After I’d filled that first small notebook, I graduated to a spiral-bound 8B8 Massey University lecture book. I didn’t carry it with me on trips, but wrote entries after I got out of the hills. This diary has more detail, but seems mainly focussed on route notes, track times and hut conditions – reflecting my ambitions to one day write a guidebook. I did, however, record the occasional conversation, like that following an unpleasant leatherwood bush bash in the Ruahines: ‘I said to Andrew, “I bet Jo will be glad she didn’t come”. I then thought, “I’d be glad if I hadn’t come”.’

Ken Tustin tramping diary 1960-61, page 4

Ken Tustin tramping diary 1960-61, page 4

After filling seven spiral-bound volumes, I grew tired of the effort needed to write-up each trip after the event. Instead, I’ve opted for a slimmer and lighter 1B4 exercise book, in which I happily record the trip as it happens. Each evening I jot my impressions, and occasionally record conversations. Sometimes I write at lunchtime, to keep the events as fresh as possible.

But why keep a diary? Why bother with the effort?

On a personal level, my diaries mean I have a record of every trip I’ve done. Memory is faulty at best, and absent at worst. Re-reading diaries reminds me of tramps and even companions that sometimes I’d completely forgotten. Other times, I find that my memory does not coincide exactly with what actually happened on a trip; and the diary helps set the record straight.

Writing a diary as the trip unfolds has also paid dividends when I write articles; I think it helps to impart a better sense of place and people than a dry account written some time later. For example, on a recent trip to the historic stone Sam Summers Hut, near Queenstown, I wrote: ‘I brewed tea over a small economical fire, using a kettle from the hut … and found a flattish space to sleep. For all its charm, the hut smelt strongly of rodents, and besides it was a mild, fine, calm evening – perfect for sleeping out. There’s a small waterfall just above the hut, which sung to me all night, and I stared up into the lacy silhouette of the beech trees, with the odd star showing in the gaps.’ Such simple but enjoyable moments are soon forgotten.

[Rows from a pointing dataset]
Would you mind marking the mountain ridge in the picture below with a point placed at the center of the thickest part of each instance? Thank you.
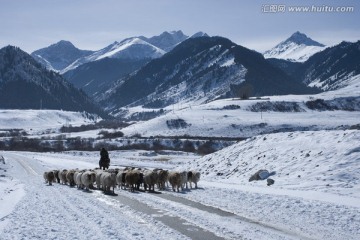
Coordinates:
(26, 84)
(297, 48)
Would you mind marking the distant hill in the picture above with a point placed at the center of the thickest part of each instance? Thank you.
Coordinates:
(297, 48)
(59, 55)
(97, 77)
(331, 68)
(25, 84)
(201, 69)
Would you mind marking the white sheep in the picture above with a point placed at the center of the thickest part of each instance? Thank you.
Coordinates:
(133, 179)
(62, 176)
(175, 180)
(49, 177)
(120, 179)
(193, 177)
(87, 179)
(108, 181)
(77, 179)
(184, 179)
(70, 177)
(150, 179)
(162, 180)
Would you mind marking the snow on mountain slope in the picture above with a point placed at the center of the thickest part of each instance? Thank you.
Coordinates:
(247, 118)
(315, 195)
(38, 120)
(132, 48)
(59, 55)
(297, 48)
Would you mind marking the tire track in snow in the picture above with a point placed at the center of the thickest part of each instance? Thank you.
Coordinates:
(179, 224)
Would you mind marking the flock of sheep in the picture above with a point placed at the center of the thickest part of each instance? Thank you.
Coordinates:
(127, 178)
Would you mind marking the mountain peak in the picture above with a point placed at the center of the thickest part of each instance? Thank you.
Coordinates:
(297, 48)
(199, 34)
(300, 38)
(64, 43)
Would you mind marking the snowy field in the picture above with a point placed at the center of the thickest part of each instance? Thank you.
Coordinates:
(316, 194)
(244, 118)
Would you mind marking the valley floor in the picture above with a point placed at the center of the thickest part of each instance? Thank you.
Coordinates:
(221, 208)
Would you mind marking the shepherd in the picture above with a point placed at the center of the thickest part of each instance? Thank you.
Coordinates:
(104, 162)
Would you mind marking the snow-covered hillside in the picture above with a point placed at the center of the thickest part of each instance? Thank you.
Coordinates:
(315, 195)
(36, 120)
(297, 48)
(132, 48)
(247, 118)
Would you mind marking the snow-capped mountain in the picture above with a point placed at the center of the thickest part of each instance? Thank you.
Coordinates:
(167, 40)
(332, 68)
(297, 48)
(25, 84)
(132, 48)
(98, 76)
(59, 55)
(200, 69)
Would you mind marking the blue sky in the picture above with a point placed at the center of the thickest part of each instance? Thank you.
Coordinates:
(94, 24)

Instructions
a – In the tramping diary passage, what kind of book did the writer choose after filling seven spiral-bound volumes?
b – Write out the tramping diary passage between "After filling seven" and "fresh as possible.", inclusive, with its wording unchanged.

Solutions
a – A slimmer and lighter 1B4 exercise book.

b –
After filling seven spiral-bound volumes, I grew tired of the effort needed to write-up each trip after the event. Instead, I’ve opted for a slimmer and lighter 1B4 exercise book, in which I happily record the trip as it happens. Each evening I jot my impressions, and occasionally record conversations. Sometimes I write at lunchtime, to keep the events as fresh as possible.